START Dataset records

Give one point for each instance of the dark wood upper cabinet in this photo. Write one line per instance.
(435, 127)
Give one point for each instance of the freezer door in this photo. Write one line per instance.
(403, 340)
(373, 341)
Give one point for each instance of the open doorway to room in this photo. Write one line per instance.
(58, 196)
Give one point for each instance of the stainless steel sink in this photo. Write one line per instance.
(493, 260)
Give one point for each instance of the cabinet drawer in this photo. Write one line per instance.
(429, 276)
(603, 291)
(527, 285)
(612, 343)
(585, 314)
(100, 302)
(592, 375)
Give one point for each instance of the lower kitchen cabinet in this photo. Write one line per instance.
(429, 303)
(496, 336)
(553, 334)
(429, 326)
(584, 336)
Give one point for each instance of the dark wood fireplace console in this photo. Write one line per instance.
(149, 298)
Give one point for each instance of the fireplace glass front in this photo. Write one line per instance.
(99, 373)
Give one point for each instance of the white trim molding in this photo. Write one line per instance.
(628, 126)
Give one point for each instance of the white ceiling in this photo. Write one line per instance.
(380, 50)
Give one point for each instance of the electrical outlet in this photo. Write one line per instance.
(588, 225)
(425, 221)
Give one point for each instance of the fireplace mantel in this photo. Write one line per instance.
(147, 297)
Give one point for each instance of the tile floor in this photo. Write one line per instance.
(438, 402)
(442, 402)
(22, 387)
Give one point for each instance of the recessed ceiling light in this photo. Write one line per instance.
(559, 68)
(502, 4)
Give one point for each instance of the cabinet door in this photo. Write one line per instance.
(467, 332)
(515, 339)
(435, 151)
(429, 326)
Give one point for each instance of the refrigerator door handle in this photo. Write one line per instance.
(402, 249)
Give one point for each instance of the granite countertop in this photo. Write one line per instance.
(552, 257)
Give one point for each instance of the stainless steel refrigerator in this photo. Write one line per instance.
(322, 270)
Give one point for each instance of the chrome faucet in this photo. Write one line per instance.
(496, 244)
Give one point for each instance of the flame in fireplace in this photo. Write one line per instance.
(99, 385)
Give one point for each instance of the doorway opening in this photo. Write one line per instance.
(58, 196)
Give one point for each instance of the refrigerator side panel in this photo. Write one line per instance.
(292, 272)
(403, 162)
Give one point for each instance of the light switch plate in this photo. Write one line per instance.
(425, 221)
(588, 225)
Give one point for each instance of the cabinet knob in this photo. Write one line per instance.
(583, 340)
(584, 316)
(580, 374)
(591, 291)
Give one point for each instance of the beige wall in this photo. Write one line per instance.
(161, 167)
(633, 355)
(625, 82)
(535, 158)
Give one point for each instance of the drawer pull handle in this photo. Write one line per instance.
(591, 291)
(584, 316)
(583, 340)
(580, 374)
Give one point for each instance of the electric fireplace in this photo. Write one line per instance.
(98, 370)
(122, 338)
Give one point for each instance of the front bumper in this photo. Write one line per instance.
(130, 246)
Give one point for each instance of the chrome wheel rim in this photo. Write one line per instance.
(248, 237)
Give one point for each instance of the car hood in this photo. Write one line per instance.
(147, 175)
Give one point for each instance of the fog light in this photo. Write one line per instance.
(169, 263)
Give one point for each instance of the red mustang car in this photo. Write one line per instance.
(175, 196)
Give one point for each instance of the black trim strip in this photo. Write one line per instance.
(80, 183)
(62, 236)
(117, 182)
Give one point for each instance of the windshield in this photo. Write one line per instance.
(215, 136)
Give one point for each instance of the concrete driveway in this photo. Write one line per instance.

END Dataset records

All lines from the one containing "Give one point for each instance of the windshield" through the end of the data, and no others, are to be given again word for word.

Exercise solution>
Give one point for each instance of the windshield in this photo. Write one line per instance.
(215, 136)
Give one point for each instance of the concrete driveway in this photo. Write one line per instance.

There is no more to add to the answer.